** Goal **
Pull out the stretch of lines below from the one containing "the parrot perched" through the final line, both included, and reproduce them word for word.

[Items from a data source]
[START]

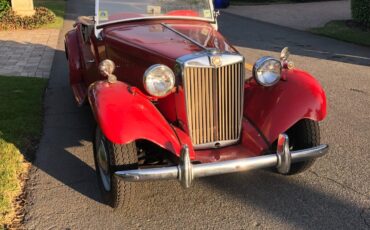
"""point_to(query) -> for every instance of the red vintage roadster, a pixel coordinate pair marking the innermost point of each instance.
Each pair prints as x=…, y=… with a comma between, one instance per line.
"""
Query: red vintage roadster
x=172, y=98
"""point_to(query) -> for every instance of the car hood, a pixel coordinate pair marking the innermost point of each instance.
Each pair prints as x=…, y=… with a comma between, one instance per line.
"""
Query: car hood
x=171, y=39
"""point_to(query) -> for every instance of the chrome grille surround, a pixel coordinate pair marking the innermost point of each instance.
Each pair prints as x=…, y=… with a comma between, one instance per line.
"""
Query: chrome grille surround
x=214, y=98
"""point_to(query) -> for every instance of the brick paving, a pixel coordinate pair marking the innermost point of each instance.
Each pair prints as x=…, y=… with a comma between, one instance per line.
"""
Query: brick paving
x=27, y=53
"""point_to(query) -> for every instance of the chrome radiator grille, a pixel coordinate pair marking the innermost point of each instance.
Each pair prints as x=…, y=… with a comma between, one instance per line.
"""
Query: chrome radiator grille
x=214, y=98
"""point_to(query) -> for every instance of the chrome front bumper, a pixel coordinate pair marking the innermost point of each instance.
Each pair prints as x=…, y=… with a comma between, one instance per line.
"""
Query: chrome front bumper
x=185, y=172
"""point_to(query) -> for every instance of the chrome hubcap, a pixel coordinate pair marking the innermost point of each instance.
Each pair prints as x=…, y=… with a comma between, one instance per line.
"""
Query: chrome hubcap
x=103, y=165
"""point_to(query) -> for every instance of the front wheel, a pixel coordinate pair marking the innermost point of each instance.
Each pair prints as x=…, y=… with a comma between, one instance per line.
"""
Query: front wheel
x=304, y=134
x=110, y=158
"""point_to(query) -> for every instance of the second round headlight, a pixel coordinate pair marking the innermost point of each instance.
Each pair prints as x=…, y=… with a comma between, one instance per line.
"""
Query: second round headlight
x=267, y=71
x=159, y=80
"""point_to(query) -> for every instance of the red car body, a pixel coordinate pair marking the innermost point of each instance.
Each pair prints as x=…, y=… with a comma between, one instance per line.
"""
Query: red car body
x=126, y=113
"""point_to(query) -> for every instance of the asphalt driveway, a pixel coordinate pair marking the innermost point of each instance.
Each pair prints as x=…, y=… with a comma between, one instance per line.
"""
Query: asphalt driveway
x=334, y=194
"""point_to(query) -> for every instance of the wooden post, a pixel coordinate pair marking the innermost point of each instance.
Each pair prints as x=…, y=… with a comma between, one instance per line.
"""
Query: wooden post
x=23, y=7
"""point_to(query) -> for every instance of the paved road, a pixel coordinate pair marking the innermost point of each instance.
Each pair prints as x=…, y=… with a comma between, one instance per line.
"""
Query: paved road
x=301, y=16
x=334, y=194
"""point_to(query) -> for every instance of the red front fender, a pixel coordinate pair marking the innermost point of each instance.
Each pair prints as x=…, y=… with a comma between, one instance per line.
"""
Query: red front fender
x=124, y=115
x=275, y=109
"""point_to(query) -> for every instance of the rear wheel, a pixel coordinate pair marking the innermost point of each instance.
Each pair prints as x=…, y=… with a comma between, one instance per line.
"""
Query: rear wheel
x=110, y=158
x=304, y=134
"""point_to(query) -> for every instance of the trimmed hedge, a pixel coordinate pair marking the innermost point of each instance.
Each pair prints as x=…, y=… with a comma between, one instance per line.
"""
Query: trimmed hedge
x=11, y=21
x=361, y=11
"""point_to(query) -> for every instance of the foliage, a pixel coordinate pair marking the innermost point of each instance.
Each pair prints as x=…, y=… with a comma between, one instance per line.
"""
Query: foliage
x=361, y=11
x=4, y=7
x=11, y=21
x=20, y=128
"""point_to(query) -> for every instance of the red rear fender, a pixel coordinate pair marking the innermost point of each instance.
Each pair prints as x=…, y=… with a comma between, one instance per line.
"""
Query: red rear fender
x=124, y=115
x=275, y=109
x=73, y=55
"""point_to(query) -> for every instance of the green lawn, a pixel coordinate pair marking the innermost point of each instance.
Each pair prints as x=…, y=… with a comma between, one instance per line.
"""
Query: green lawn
x=58, y=7
x=20, y=129
x=341, y=31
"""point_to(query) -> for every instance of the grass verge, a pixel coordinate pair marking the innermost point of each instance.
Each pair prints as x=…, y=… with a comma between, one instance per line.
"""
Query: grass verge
x=58, y=7
x=345, y=31
x=20, y=130
x=266, y=2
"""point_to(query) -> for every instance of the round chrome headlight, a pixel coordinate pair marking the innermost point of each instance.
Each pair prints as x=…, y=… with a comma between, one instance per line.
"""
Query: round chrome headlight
x=159, y=80
x=267, y=71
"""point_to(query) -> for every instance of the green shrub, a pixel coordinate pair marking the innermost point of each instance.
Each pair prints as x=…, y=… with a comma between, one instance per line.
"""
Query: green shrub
x=11, y=21
x=4, y=7
x=361, y=11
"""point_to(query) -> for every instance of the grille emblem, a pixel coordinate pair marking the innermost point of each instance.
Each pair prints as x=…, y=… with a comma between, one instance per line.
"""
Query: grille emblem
x=216, y=61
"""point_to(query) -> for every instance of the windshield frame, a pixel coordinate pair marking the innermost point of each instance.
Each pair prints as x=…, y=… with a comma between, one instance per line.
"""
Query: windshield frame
x=101, y=25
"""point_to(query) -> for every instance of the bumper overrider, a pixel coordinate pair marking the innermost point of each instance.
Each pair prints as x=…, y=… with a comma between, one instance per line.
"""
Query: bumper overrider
x=186, y=172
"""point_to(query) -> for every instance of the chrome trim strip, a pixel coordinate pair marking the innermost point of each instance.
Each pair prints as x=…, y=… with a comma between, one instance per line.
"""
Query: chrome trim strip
x=186, y=171
x=184, y=36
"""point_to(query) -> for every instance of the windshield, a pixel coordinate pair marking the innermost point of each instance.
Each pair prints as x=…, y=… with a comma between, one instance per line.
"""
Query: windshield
x=117, y=10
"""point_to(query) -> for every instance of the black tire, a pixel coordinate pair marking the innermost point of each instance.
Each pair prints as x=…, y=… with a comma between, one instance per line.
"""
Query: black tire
x=304, y=134
x=121, y=194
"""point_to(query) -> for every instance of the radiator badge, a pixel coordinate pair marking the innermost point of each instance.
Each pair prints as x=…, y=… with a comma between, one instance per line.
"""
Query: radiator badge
x=216, y=61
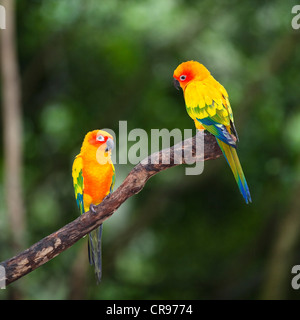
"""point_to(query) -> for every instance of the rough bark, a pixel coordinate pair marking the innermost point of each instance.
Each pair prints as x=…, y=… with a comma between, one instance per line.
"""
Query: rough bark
x=52, y=245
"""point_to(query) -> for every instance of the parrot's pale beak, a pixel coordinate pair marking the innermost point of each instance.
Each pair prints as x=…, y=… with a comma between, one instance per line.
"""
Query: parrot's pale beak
x=176, y=84
x=109, y=144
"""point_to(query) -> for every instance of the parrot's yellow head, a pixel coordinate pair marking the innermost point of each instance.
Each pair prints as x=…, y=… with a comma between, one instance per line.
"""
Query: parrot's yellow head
x=98, y=140
x=189, y=71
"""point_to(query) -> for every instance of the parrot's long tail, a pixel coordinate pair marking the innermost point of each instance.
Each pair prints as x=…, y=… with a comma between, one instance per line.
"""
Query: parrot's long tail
x=232, y=159
x=94, y=246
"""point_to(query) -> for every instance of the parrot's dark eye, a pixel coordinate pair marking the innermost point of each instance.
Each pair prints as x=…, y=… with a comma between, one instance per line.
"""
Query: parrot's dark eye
x=100, y=138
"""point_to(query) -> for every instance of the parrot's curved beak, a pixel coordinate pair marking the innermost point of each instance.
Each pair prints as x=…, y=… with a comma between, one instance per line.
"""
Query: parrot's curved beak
x=176, y=84
x=109, y=144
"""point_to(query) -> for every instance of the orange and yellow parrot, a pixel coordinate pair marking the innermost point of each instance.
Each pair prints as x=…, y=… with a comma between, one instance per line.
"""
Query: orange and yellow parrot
x=208, y=105
x=93, y=178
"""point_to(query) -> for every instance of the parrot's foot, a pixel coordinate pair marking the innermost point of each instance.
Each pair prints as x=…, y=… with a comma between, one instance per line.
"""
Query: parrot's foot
x=92, y=209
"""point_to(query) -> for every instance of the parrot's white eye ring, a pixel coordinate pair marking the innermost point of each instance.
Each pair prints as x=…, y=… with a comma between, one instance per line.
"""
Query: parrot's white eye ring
x=100, y=138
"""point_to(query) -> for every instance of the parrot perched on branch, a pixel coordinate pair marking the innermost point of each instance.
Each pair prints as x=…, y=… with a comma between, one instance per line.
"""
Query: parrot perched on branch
x=208, y=105
x=93, y=178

[END]

** The result **
"""point_to(query) -> for every instance of the parrot perched on branch, a pixel coordinate pair marking the innermost point of each instance.
Each pair prints as x=…, y=… with a comma between, one instance per line.
"""
Query: parrot perched on branch
x=208, y=105
x=93, y=178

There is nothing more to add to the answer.